### TASK REQUIREMENTS
Restate the lines of the records running from the one containing "[point] at the green" through the end of the records, both ends included and requests kept intact. In the answers only, multiply each pixel coordinate by 0.35 and round it to a whole number, with halves rounded up. Reproduce no other lines.
--------
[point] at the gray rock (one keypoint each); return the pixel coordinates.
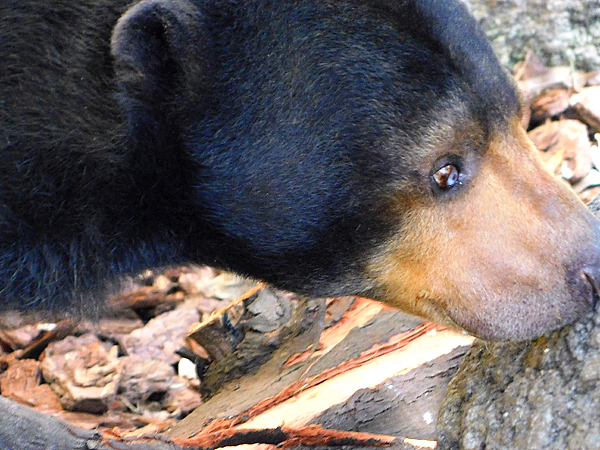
(559, 32)
(536, 395)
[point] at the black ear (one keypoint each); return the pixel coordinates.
(159, 52)
(453, 29)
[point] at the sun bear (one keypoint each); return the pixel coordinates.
(366, 147)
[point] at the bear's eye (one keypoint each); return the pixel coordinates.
(447, 177)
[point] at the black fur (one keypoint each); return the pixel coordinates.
(248, 134)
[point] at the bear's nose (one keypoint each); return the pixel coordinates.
(592, 276)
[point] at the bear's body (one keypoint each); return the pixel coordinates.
(329, 147)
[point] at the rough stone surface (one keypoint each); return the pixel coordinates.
(535, 395)
(559, 32)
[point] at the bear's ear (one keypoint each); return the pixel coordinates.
(158, 50)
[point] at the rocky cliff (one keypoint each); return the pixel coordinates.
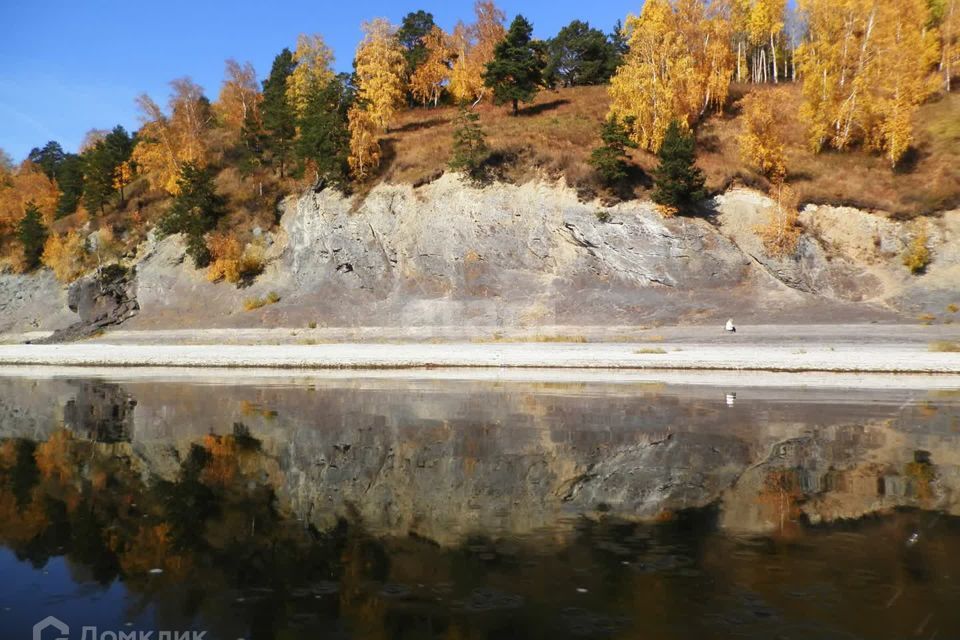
(448, 254)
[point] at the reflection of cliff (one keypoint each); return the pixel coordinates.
(451, 460)
(209, 548)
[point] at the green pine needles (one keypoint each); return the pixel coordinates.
(678, 182)
(470, 150)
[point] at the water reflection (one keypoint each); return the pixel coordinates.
(465, 510)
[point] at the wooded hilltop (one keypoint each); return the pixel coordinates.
(831, 101)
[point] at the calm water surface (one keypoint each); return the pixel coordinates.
(316, 507)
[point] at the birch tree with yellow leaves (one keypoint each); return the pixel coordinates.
(240, 97)
(473, 48)
(165, 142)
(677, 65)
(867, 66)
(313, 70)
(380, 69)
(428, 81)
(365, 152)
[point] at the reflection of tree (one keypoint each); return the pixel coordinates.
(236, 564)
--------
### TASK RESPONSE
[point] at the green pine needles (one keypoint each); return the pixel coordinates.
(237, 64)
(165, 53)
[point] at the water reflection (one keypoint each); return the pixel coordinates.
(163, 179)
[point] at the wooded hilltop (one keypoint each); return the pixel coordinates.
(291, 35)
[point] at the calm water surface (one keypoint each); return the pixel coordinates.
(111, 177)
[point] at the birch tree with yellow leaves (one keypoint each); return the pixel coordinates.
(84, 34)
(166, 17)
(58, 50)
(237, 23)
(303, 23)
(110, 25)
(133, 24)
(150, 28)
(128, 53)
[point] at the reflection of tree (one keypoint each); return the pixel coordinates.
(83, 197)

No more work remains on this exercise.